___ Data extracts

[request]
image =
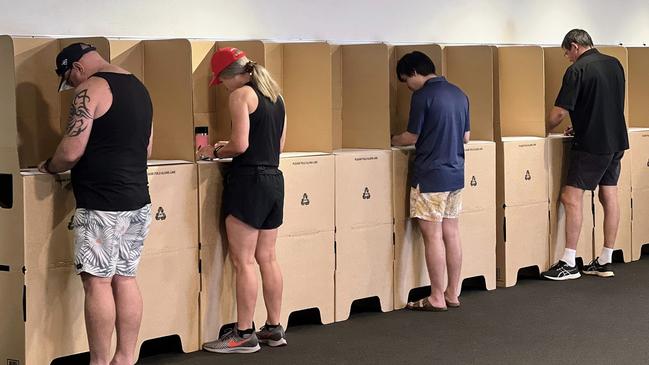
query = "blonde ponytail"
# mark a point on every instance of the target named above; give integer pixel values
(264, 82)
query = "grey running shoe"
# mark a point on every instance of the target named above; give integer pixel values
(272, 337)
(562, 271)
(232, 343)
(595, 268)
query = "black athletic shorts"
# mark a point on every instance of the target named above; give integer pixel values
(255, 196)
(587, 170)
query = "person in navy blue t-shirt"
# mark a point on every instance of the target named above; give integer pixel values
(438, 126)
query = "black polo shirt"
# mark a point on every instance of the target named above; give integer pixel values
(593, 93)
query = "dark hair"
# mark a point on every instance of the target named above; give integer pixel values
(579, 36)
(414, 62)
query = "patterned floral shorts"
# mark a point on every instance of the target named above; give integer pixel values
(435, 207)
(109, 243)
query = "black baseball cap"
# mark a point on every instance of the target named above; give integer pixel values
(67, 57)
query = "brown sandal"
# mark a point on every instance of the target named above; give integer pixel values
(424, 305)
(452, 305)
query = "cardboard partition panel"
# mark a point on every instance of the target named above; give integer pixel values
(558, 230)
(308, 193)
(522, 233)
(434, 51)
(474, 69)
(204, 96)
(307, 263)
(410, 269)
(521, 92)
(402, 159)
(313, 94)
(639, 156)
(638, 86)
(363, 188)
(165, 68)
(170, 296)
(639, 222)
(479, 176)
(211, 227)
(364, 267)
(623, 238)
(369, 102)
(174, 207)
(267, 54)
(478, 237)
(522, 177)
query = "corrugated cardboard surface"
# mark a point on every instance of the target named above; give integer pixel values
(639, 222)
(479, 176)
(174, 208)
(478, 235)
(639, 158)
(522, 233)
(638, 86)
(623, 239)
(474, 69)
(313, 96)
(308, 194)
(49, 207)
(167, 71)
(364, 267)
(170, 296)
(363, 188)
(368, 101)
(521, 96)
(522, 177)
(434, 51)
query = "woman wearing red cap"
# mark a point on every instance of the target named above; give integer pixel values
(253, 196)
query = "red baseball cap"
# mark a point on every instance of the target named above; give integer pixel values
(223, 58)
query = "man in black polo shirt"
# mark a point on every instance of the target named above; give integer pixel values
(438, 126)
(593, 94)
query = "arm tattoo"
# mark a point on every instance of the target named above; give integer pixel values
(77, 121)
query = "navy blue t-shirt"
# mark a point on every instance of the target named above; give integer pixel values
(439, 115)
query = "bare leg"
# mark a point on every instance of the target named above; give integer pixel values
(451, 234)
(128, 302)
(99, 309)
(435, 260)
(271, 275)
(242, 244)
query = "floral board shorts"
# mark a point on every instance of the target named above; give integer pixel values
(109, 243)
(435, 207)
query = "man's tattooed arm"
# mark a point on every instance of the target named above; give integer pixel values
(79, 114)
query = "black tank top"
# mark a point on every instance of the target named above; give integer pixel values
(111, 174)
(266, 127)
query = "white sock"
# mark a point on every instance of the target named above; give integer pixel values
(606, 257)
(569, 256)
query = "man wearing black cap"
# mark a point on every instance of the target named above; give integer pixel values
(106, 144)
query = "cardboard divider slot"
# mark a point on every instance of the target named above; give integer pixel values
(6, 191)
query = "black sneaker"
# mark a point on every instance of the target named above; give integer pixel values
(562, 271)
(595, 268)
(272, 337)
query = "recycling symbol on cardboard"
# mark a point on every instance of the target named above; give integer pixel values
(305, 200)
(160, 215)
(528, 176)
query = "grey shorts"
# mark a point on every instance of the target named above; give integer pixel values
(109, 243)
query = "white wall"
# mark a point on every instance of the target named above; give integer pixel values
(459, 21)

______

• [What you should do] In the records above, how many lines hold "navy"? Only the number is wanted.

• [Solution for this problem] 2